- **Directions**
Give back all of the records below word for word, leaving out the pictures.

....

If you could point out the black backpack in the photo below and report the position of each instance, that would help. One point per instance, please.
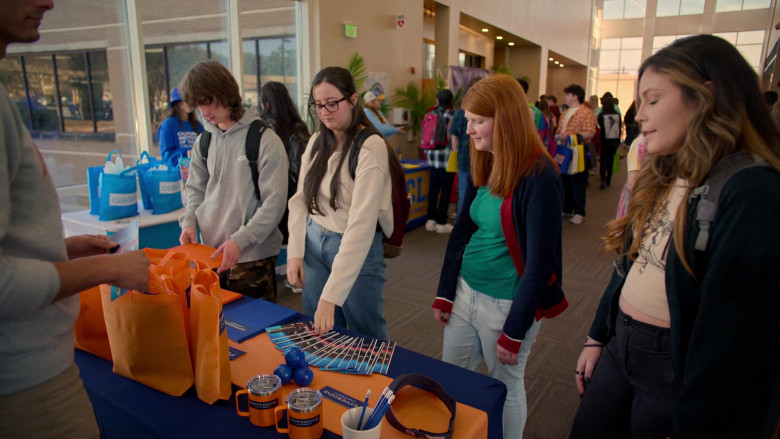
(401, 203)
(251, 148)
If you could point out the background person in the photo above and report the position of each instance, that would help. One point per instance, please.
(488, 311)
(336, 222)
(577, 119)
(41, 393)
(373, 104)
(221, 200)
(441, 181)
(178, 131)
(683, 321)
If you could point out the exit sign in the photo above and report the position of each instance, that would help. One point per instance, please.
(350, 30)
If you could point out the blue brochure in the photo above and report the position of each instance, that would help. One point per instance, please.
(250, 319)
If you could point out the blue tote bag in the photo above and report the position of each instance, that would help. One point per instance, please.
(143, 164)
(164, 189)
(118, 195)
(93, 183)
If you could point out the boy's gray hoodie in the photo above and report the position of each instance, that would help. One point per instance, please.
(221, 201)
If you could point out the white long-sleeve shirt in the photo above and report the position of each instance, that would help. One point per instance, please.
(362, 203)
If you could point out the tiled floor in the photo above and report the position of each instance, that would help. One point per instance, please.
(411, 285)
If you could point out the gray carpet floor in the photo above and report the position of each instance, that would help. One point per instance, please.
(412, 279)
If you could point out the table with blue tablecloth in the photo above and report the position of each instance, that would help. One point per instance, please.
(127, 409)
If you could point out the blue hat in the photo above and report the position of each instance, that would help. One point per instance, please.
(175, 96)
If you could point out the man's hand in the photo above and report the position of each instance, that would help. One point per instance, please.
(88, 245)
(324, 317)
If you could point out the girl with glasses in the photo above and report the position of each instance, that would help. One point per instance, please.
(337, 217)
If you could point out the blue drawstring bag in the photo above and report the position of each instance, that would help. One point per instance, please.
(563, 157)
(118, 195)
(142, 168)
(163, 184)
(93, 183)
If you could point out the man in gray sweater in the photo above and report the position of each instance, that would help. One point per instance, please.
(221, 200)
(41, 393)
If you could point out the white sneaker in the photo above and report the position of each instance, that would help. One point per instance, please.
(443, 228)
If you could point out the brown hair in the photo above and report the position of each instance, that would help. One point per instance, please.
(727, 116)
(209, 81)
(516, 143)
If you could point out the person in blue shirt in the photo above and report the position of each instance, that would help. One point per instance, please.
(179, 130)
(373, 102)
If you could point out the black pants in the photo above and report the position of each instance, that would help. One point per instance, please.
(633, 388)
(608, 150)
(439, 192)
(574, 196)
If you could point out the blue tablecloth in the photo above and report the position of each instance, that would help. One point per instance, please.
(127, 409)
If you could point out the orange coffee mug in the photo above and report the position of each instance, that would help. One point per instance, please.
(263, 397)
(304, 414)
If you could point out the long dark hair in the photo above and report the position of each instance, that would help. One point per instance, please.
(728, 115)
(173, 111)
(277, 105)
(326, 144)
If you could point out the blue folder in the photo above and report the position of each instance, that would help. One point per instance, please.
(250, 319)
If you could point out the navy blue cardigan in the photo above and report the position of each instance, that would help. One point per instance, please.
(535, 208)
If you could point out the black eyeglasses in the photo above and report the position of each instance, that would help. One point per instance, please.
(330, 106)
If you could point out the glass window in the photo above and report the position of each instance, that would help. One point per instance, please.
(617, 9)
(668, 8)
(74, 92)
(102, 97)
(749, 44)
(739, 5)
(12, 78)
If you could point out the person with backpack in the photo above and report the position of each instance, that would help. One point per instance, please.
(435, 141)
(234, 200)
(609, 133)
(343, 206)
(503, 265)
(278, 111)
(686, 340)
(178, 131)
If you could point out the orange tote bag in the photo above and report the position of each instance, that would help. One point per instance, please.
(210, 351)
(148, 337)
(89, 331)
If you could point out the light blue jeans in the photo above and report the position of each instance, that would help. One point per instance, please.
(363, 310)
(476, 323)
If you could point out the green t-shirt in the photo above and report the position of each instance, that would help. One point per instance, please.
(487, 266)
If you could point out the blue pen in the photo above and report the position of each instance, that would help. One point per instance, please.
(363, 412)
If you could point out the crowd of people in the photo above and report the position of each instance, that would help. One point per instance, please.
(685, 342)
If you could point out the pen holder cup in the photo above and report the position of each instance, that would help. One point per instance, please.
(349, 424)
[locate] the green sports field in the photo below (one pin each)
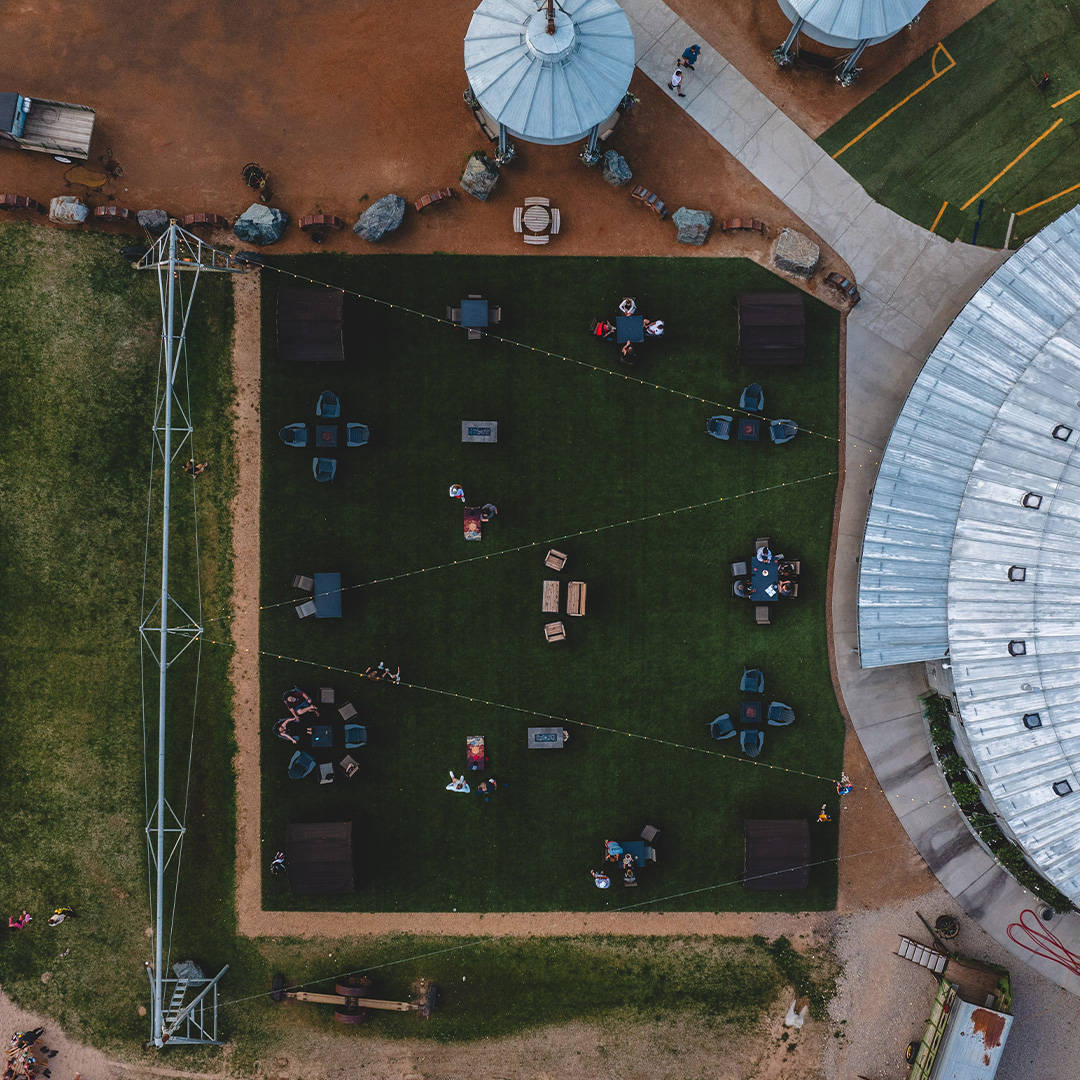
(601, 462)
(975, 132)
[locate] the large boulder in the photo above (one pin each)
(616, 170)
(156, 221)
(68, 210)
(260, 225)
(480, 177)
(692, 225)
(380, 218)
(796, 254)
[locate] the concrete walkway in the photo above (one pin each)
(913, 284)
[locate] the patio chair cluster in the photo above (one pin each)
(327, 408)
(748, 428)
(748, 726)
(308, 720)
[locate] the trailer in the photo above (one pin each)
(37, 123)
(352, 1001)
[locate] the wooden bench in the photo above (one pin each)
(550, 596)
(215, 220)
(744, 223)
(116, 213)
(555, 559)
(845, 285)
(433, 197)
(646, 197)
(321, 221)
(22, 202)
(576, 597)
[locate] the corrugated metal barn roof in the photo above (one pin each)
(845, 23)
(549, 88)
(973, 539)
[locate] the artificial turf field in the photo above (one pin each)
(982, 118)
(592, 462)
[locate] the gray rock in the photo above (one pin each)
(692, 225)
(796, 254)
(156, 221)
(616, 170)
(260, 225)
(380, 218)
(68, 210)
(480, 177)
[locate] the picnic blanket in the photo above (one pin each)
(473, 530)
(475, 758)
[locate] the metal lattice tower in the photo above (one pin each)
(167, 630)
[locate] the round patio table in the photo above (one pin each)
(536, 218)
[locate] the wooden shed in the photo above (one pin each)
(771, 328)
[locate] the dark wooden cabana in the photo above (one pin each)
(320, 858)
(771, 328)
(778, 853)
(310, 324)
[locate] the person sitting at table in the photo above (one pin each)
(283, 731)
(299, 703)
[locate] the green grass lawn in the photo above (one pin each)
(591, 456)
(80, 354)
(79, 333)
(955, 136)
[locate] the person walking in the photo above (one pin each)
(689, 57)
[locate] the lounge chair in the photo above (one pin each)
(721, 727)
(780, 715)
(719, 427)
(294, 434)
(329, 405)
(751, 741)
(753, 399)
(783, 431)
(323, 469)
(300, 765)
(753, 680)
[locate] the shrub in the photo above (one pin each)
(953, 767)
(966, 793)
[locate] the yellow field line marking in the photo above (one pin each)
(1061, 120)
(936, 75)
(1064, 99)
(1020, 213)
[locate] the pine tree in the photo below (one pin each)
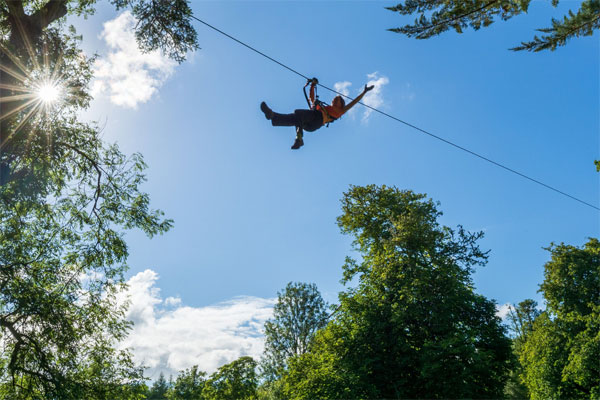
(437, 16)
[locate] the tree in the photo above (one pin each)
(188, 385)
(560, 355)
(437, 16)
(236, 380)
(521, 319)
(65, 197)
(299, 312)
(159, 389)
(413, 326)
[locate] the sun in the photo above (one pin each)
(48, 92)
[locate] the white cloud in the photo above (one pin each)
(168, 336)
(374, 98)
(127, 75)
(503, 310)
(342, 87)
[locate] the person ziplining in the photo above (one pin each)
(318, 114)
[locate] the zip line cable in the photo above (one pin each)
(403, 122)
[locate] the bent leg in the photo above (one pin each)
(285, 120)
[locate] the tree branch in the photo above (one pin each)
(53, 10)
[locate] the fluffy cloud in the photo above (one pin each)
(168, 336)
(342, 87)
(373, 98)
(127, 75)
(503, 310)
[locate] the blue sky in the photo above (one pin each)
(251, 214)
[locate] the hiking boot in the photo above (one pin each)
(298, 143)
(265, 109)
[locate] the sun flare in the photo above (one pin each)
(48, 92)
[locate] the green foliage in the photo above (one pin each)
(413, 327)
(65, 199)
(236, 380)
(159, 389)
(437, 16)
(560, 355)
(521, 319)
(299, 312)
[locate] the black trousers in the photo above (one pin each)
(308, 120)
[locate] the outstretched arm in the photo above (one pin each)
(358, 98)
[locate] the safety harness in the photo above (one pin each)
(318, 104)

....

- **The reply**
If you could point out the black backpack in the photo below and report the position of each instance, that would help. One point per instance, please.
(401, 203)
(251, 148)
If you could point out the background person in the photo above and report the position of each instance, that would help. One point per instance, please.
(488, 311)
(336, 222)
(577, 119)
(41, 393)
(373, 104)
(221, 200)
(441, 181)
(178, 131)
(683, 321)
If you could point out the exit sign in the photo above and report the position of each instance, that would help. One point per instance, please.
(350, 30)
If you could point out the blue brochure in the photo above and report the position of each instance, that would help. One point per instance, please.
(250, 319)
If you could point out the blue tote bag in the photo above and report the position of each instance, that would help. One point per instance, please.
(143, 164)
(164, 189)
(118, 195)
(93, 183)
If you could point out the boy's gray hoodie in the photo above and report the position of each instance, that would help. One point per instance, please.
(221, 201)
If you could point out the white long-sleeve shirt in the photo above and report the position of each instance, that would help. One point per instance, please.
(362, 203)
If you could point out the tiled floor in the photo above and report the position of each instance, that would help. One point per instance, please.
(411, 285)
If you could point out the gray carpet floor in the photo above and report the position of each instance, that would help. One point per instance, please.
(412, 279)
If you could point out the table with blue tablecloth in the photo above and report the position of each instance, that would help. One point per instance, please.
(127, 409)
If you could point out the blue hat in the photo above and report the position of each instance, that would help. One point per instance, please.
(175, 96)
If you could point out the man's hand in the photo above and report the position of each instance, that would help. One point per instance, please.
(88, 245)
(324, 317)
If you could point out the girl with glasses in the photo above and report the position of each instance, that would help. One point per instance, please.
(337, 217)
If you could point out the blue drawstring bag in the photo above and report the position of each instance, that would help. One point per instance, please.
(563, 157)
(118, 195)
(142, 168)
(163, 184)
(93, 183)
If you could point out the man in gray sweater in the photo above and report the position of each instance, that would help. One point per instance, please.
(221, 200)
(41, 393)
If you could point out the white sneaker in the photo above and report the position of each instance, that would help. One point per instance, please.
(443, 228)
If you could point out the brown hair in the photo above and report the position of each instance, that would help. One point per instance, please.
(727, 116)
(209, 81)
(516, 143)
If you could point out the person in blue shirt in the photo above and report the position of each instance, that would help. One point per instance, please.
(179, 130)
(373, 102)
If you could point out the black pants in the photo above and report the position of each instance, that would help. One point per instance, please.
(633, 388)
(608, 150)
(439, 192)
(574, 196)
If you could point out the blue tablecloth in the photo above and report the position of each instance, that would help. One point per instance, please.
(127, 409)
If you could point out the orange coffee mug in the photo above and report the position of each instance, that would help. One point per instance, please.
(263, 397)
(304, 414)
If you could point out the long dark hair in the photo above and report the position of each instance, that would help. One point per instance, please.
(728, 115)
(173, 111)
(277, 105)
(326, 144)
If you could point out the blue folder in the photo above and report the position of each instance, that would help. One point per instance, please.
(250, 319)
If you could point out the navy blue cardigan in the photo above and report the position of each instance, that would help. One point per instance, please.
(535, 208)
If you could point out the black eyeglasses in the photo above and report the position of each instance, that would help. One point per instance, please.
(330, 106)
If you could point out the glass window in the photo above and report the position of each instance, that would help. One point per instance, please.
(617, 9)
(668, 8)
(74, 92)
(102, 97)
(749, 44)
(739, 5)
(12, 78)
If you could point out the person with backpack in the photo above and report the position of each instance, that would help. One point per instance, please.
(435, 141)
(234, 200)
(609, 133)
(343, 206)
(503, 265)
(278, 111)
(686, 340)
(178, 131)
If you could point out the orange tote bag in the photo above and report the position of each instance, that would help. One point per instance, please.
(210, 351)
(148, 337)
(89, 331)
If you could point out the light blue jeans in the photo above and report the position of each instance, that would help. One point per instance, please.
(363, 310)
(476, 323)
If you could point out the green t-shirt in the photo above and report the position of each instance, that would help. One point per instance, please.
(487, 266)
If you could point out the blue pen in the photo above and report the position of each instance, that would help. One point per instance, please.
(363, 412)
If you could point out the crowd of people in the photo above and report the position of each instance, that would help. One point per instance, please.
(685, 342)
If you could point out the pen holder cup in the photo above and report the position of each instance, that would help. One point per instance, please.
(349, 424)
[locate] the green sports field in the photo below (one pin each)
(601, 462)
(975, 132)
[locate] the large boulder in the photo above (one pin each)
(616, 170)
(156, 221)
(68, 210)
(260, 225)
(480, 177)
(692, 225)
(380, 218)
(796, 254)
[locate] the concrete walkway in the photo above (one pin each)
(913, 284)
[locate] the patio chair cluster in the photo above (one pin each)
(327, 408)
(748, 428)
(748, 726)
(308, 720)
[locate] the trailer in the photo above (one pin each)
(37, 123)
(352, 1001)
[locate] the wooden bench in the photo above (one pin each)
(550, 596)
(215, 220)
(744, 223)
(116, 213)
(555, 559)
(845, 285)
(433, 197)
(646, 197)
(321, 221)
(22, 202)
(576, 597)
[locate] the corrugated metal barn roof in the photo above (one pin each)
(845, 23)
(549, 88)
(973, 539)
[locate] the artificial turf field in the photo above (one pin each)
(982, 118)
(592, 462)
[locate] the gray rock in the photo above (one pin each)
(692, 225)
(796, 254)
(156, 221)
(616, 170)
(260, 225)
(380, 218)
(68, 210)
(480, 177)
[locate] the picnic blanket in the photo above (one pin each)
(473, 530)
(475, 758)
[locate] the metal lattice tower in the photo above (one pin each)
(167, 630)
[locate] the round patio table in the photo above (one pin each)
(536, 218)
[locate] the wooden shed in the photo above (one pin each)
(771, 328)
[locate] the dark wooden cabana in the photo above (one pin each)
(320, 858)
(771, 328)
(778, 853)
(310, 324)
[locate] the person sitting at table in the photo above (one pin each)
(283, 731)
(299, 703)
[locate] the green grass lawn in the photo above (one pin each)
(591, 456)
(80, 354)
(79, 333)
(955, 136)
[locate] the person walking in the photo above (one pin each)
(689, 57)
[locate] the lounge chair in the photo above (one pin each)
(721, 727)
(780, 715)
(719, 427)
(294, 434)
(329, 405)
(751, 741)
(753, 399)
(783, 431)
(323, 469)
(300, 765)
(753, 680)
[locate] the shrub in the photo above (one pin each)
(953, 767)
(966, 793)
[locate] the yellow field line marking in the photo above (one pin each)
(1061, 120)
(936, 75)
(1064, 99)
(1020, 213)
[locate] the pine tree in the photo below (one pin each)
(437, 16)
[locate] the tree in the photo above (one pin each)
(188, 385)
(560, 355)
(437, 16)
(236, 380)
(521, 319)
(65, 197)
(299, 312)
(159, 389)
(413, 326)
[locate] the sun in the photo above (one pin each)
(48, 92)
[locate] the white cloud in the photo above (one pin each)
(168, 336)
(374, 98)
(127, 75)
(503, 310)
(342, 87)
[locate] the person ziplining in the photo above (one pin each)
(318, 114)
[locate] the zip line cable in the photo above (one pin each)
(403, 122)
[locate] the bent leg in the photo above (one pin each)
(285, 120)
[locate] the tree branch in the photo above (one pin each)
(53, 10)
[locate] the fluffy cloud in the photo above (one pin each)
(168, 336)
(342, 87)
(373, 98)
(127, 75)
(503, 310)
[locate] the blue sky in the photo above (one pin each)
(251, 214)
[locate] the hiking boot in the photo above (one pin each)
(298, 143)
(265, 109)
[locate] the sun flare in the photo above (one pin each)
(48, 92)
[locate] the green foliage in the photo above (one pin each)
(413, 327)
(65, 199)
(236, 380)
(159, 389)
(437, 16)
(560, 355)
(521, 319)
(299, 312)
[locate] the black trousers in the photo above (one pin each)
(308, 120)
[locate] the outstretched arm in the photo above (one pin each)
(358, 98)
[locate] the safety harness in the photo above (one pin each)
(318, 104)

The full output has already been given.